Show all lines from the data that include the word "cloud".
※ ※ ※
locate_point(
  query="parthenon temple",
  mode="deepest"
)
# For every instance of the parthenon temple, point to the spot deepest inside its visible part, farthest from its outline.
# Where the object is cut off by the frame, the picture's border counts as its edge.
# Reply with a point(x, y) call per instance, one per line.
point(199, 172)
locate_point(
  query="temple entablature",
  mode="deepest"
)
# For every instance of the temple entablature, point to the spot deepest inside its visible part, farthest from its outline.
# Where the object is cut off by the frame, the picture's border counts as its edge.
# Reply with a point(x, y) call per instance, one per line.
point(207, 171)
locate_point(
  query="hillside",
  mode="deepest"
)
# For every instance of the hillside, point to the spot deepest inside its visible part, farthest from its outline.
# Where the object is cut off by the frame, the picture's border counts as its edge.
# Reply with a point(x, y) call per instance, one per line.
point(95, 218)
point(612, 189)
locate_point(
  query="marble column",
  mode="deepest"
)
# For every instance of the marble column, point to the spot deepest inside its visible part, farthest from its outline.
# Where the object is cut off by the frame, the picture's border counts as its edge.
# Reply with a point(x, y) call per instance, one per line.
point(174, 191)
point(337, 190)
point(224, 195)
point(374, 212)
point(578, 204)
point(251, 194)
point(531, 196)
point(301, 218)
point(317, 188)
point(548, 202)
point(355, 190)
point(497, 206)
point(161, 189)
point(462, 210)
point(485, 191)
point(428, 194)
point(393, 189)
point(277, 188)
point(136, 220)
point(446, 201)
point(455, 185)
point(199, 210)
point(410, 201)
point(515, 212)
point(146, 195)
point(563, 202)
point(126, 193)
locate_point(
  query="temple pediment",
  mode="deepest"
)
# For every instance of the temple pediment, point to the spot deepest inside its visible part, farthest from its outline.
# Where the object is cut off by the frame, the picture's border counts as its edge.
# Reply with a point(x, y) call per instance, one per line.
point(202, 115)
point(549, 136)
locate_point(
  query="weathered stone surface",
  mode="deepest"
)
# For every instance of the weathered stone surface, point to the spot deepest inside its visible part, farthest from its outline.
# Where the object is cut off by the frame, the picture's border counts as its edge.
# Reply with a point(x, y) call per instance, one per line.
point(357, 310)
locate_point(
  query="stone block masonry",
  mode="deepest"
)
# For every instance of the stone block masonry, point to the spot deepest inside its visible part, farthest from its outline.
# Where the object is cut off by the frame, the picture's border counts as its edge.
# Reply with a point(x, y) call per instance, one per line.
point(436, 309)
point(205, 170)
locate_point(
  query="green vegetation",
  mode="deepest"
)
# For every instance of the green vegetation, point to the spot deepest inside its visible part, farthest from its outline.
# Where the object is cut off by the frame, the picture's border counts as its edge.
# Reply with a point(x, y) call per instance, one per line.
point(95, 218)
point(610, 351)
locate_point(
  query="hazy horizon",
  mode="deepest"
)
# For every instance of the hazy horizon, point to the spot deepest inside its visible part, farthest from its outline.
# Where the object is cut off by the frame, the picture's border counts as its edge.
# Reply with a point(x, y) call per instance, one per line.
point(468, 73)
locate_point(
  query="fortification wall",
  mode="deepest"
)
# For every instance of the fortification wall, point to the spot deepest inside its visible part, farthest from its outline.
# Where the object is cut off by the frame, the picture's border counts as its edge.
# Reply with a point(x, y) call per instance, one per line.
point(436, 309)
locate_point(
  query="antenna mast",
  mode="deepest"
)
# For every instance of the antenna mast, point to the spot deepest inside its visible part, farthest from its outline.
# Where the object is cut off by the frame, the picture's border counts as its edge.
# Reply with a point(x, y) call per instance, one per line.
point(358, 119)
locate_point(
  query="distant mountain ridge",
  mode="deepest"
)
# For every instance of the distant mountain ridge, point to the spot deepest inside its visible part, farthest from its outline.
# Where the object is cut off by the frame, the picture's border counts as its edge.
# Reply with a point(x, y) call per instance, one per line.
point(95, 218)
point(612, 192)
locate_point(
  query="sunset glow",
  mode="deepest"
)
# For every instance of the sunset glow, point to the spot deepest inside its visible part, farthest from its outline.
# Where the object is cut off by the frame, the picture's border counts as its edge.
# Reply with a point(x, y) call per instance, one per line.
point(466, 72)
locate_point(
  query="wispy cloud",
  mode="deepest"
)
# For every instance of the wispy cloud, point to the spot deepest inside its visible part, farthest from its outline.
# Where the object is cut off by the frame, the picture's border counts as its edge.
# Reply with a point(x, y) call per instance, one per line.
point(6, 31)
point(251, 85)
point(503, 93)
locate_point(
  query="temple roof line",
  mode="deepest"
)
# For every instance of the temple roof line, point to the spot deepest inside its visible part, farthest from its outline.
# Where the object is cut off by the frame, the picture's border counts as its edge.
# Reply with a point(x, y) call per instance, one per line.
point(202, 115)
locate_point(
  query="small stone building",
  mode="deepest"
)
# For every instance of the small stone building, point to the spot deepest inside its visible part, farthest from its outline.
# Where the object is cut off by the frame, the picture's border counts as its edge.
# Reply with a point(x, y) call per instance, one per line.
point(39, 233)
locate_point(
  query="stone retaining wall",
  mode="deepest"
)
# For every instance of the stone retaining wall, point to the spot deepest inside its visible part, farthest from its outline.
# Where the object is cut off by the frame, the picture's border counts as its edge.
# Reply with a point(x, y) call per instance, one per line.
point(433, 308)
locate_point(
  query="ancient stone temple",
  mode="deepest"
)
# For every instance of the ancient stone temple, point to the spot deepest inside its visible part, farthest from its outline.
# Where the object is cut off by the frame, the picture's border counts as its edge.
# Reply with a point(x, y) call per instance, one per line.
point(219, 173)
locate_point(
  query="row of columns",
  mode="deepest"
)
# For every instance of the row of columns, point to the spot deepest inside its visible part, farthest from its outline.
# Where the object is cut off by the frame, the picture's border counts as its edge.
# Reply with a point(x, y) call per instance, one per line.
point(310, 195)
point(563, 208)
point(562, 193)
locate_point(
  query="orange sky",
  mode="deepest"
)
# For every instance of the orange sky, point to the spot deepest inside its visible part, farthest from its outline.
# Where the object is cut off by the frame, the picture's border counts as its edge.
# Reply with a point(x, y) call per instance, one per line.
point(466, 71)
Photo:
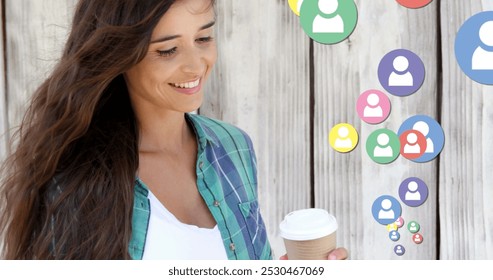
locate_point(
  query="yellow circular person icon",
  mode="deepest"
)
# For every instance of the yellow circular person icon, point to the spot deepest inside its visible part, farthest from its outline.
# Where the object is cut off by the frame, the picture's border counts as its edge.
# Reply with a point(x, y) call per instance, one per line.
point(295, 6)
point(343, 138)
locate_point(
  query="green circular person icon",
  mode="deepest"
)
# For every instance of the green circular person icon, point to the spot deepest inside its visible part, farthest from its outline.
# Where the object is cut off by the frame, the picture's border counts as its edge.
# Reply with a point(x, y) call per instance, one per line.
point(383, 146)
point(328, 21)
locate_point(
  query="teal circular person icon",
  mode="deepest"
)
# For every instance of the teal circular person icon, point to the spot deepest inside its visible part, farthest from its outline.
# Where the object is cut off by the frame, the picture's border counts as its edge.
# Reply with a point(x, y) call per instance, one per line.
point(383, 146)
point(386, 209)
point(474, 47)
point(328, 21)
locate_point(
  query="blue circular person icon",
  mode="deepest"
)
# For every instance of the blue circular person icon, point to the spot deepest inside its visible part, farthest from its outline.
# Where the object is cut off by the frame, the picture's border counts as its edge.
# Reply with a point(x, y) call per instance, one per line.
point(431, 130)
point(474, 48)
point(394, 235)
point(413, 192)
point(386, 209)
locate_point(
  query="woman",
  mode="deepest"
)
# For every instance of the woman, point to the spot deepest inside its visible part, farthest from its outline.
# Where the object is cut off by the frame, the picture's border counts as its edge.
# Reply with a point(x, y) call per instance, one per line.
point(110, 166)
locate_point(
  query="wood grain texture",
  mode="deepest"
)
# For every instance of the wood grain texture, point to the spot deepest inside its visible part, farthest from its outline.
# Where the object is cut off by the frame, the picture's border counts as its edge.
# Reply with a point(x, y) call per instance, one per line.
point(36, 33)
point(466, 177)
point(3, 96)
point(261, 84)
point(347, 184)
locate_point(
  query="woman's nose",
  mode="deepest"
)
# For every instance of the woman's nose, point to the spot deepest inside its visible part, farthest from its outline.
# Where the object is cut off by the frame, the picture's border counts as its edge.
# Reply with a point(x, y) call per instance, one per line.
point(193, 63)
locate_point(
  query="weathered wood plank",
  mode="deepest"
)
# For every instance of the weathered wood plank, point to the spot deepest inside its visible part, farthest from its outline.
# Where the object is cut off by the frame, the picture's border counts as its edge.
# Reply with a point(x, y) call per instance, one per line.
point(347, 184)
point(36, 33)
point(466, 180)
point(261, 84)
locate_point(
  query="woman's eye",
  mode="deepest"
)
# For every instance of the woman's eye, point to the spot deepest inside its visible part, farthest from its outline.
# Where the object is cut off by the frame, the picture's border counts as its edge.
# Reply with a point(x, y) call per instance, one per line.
point(167, 52)
point(204, 39)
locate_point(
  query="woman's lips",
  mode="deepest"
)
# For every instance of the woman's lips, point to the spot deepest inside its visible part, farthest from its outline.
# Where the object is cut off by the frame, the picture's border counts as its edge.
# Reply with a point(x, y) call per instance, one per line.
point(188, 87)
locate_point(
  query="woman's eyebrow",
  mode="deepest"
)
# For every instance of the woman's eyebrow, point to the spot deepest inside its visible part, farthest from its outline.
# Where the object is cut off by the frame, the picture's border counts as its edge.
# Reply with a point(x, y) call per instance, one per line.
point(171, 37)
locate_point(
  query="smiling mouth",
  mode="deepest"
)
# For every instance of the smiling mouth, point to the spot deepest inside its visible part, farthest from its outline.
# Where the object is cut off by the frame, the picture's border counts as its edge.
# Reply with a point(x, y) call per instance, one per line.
point(192, 84)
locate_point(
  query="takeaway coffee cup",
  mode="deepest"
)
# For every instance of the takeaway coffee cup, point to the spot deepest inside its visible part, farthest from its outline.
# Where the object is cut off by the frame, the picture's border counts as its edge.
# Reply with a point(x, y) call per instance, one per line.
point(309, 234)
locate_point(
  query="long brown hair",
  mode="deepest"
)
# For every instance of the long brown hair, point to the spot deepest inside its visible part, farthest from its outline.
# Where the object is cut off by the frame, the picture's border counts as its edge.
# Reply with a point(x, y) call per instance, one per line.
point(67, 189)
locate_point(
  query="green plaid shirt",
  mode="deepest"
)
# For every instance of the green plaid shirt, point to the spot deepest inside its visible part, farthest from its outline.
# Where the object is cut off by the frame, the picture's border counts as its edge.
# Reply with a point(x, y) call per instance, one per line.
point(227, 180)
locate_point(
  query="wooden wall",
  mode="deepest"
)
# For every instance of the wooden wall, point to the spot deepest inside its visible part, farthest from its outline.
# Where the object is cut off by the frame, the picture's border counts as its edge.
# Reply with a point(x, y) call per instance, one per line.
point(466, 164)
point(287, 92)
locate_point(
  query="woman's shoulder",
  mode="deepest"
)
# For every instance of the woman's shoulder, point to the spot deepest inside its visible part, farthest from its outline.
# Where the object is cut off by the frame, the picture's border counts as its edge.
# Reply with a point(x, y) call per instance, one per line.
point(220, 130)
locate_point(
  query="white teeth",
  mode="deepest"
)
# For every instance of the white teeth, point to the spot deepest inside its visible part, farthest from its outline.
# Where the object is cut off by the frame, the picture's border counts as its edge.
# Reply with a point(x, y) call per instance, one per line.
point(188, 85)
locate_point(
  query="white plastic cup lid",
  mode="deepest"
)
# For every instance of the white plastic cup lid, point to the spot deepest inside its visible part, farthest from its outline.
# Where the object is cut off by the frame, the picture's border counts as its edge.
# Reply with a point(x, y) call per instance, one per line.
point(307, 224)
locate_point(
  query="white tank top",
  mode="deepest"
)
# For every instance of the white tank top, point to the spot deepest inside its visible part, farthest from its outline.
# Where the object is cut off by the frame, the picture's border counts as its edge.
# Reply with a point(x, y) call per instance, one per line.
point(169, 239)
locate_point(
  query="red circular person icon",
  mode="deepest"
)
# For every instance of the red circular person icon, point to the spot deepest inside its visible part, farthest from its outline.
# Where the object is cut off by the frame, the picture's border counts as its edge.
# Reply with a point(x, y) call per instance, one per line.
point(413, 144)
point(414, 4)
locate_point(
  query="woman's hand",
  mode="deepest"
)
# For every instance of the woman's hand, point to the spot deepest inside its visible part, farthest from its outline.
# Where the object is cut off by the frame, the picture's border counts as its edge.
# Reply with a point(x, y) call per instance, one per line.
point(336, 254)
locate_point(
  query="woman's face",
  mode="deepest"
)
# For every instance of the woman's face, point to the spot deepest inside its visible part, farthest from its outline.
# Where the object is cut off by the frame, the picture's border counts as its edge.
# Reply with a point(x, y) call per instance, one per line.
※ ※ ※
-- Answer area --
  query="wispy cloud",
# For every instance of the wispy cloud, point to the spot deepest inside its visible part, farthest from its outline.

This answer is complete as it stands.